[Seção do texto]
- - -

Padre Júlio Lancellotti fala de lei que protege morador de rua: ‘Conflito continuará, ódio é forte’
A lei que protege as pessoas em situação de rua da chamada ‘arquitetura hostil’ das ruas é um passo importante para resgatar a dignidade dos sem-teto, mas está longe de representar o fim dos conflitos pelos espaços públicos das grandes cidades. Essa é a visão do padre Júlio Lancellotti, que empresta seu nome à nova lei por ser um histórico defensor dos direitos humanos, em especial da população de rua de São Paulo.
“O conflito vai continuar por causa da questão dos interesses financeiros e da especulação imobiliária. O ódio ainda é muito forte. A população de rua aumentou muito. E as respostas diante desse aumento ainda são muito fracas. Damos passos, mas é um longo processo. A caminhada é longa”, disse ao Estadão o coordenador da Pastoral do Povo de Rua e pároco da paróquia de São Miguel Arcanjo, na Mooca.

- - -

[Dados fornecidos]
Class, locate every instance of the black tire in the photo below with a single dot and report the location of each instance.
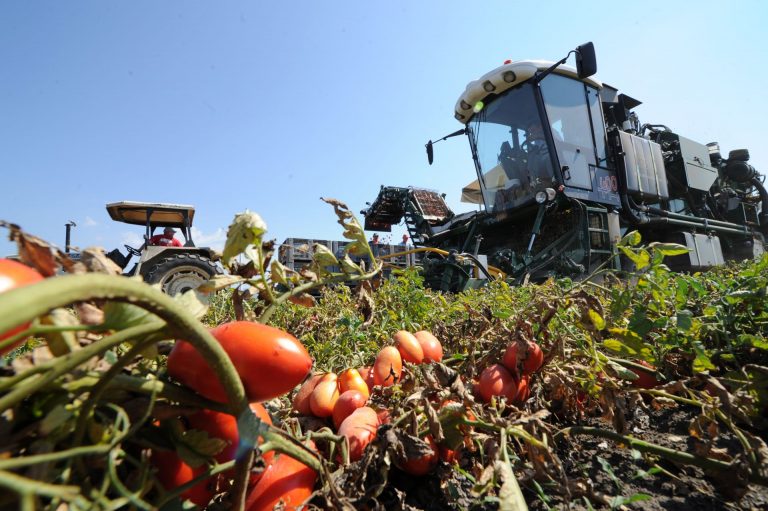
(181, 272)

- - -

[Verifique seu entendimento]
**a.** Como você resumiria em duas frases a reportagem sobre a lei que protege a população de rua?
**b.** Dê sequência à reportagem sobre a lei que protege a população de rua, partindo do ponto em que ela termina.

[Resultados das tarefas]
**a.** Para o padre Júlio Lancellotti, que empresta seu nome à nova lei contra a arquitetura hostil, a medida é um passo importante para resgatar a dignidade dos sem-teto, mas está longe de encerrar os conflitos pelos espaços públicos das grandes cidades. Segundo ele, o conflito vai continuar por causa dos interesses financeiros e da especulação imobiliária, o ódio ainda é muito forte e as respostas ao grande aumento da população de rua ainda são fracas.

**b.**
O decreto que regulamenta a Lei Padre Júlio Lancellotti foi assinado nesta segunda-feira, 11, pelo presidente Luiz Inácio Lula da Silva (PT) e o ministro dos Direitos Humanos e da Cidadania, Silvio Almeida. A regra veda o uso de materiais, estruturas e técnicas construtivas hostis nos espaços livres de uso público que tenham como objetivo afastar pessoas em situação de rua.
Em dezembro, o presidente Jair Bolsonaro (PL) havia vetado a lei, sob argumento de que a expressão “técnicas construtivas hostis” poderia gerar insegurança jurídica, por se tratar de terminologia “em processo de consolidação para inserção no ordenamento jurídico”. O Congresso derrubou o veto.
Mesmo reconhecendo os desafios, o padre destaca a importância do novo instrumento legal. “A regulamentação é um passo dado no sentido de acionarmos a Defensoria Pública, o Ministério Público e o Poder Executivo. Agora existe uma regulamentação com balizas claras de como deve ser combatida e até removida a arquitetura hostil, que sinaliza a ausência de humanização da população em situação de rua”, diz o líder religioso de 72 anos.
A regulamentação ocorreu durante o lançamento do Plano Nacional Ruas Visíveis pelo governo federal, que terá verba de R$ 982 milhões. “É um passo histórico na conquista da dignidade roubada dessa população”, completou o padre.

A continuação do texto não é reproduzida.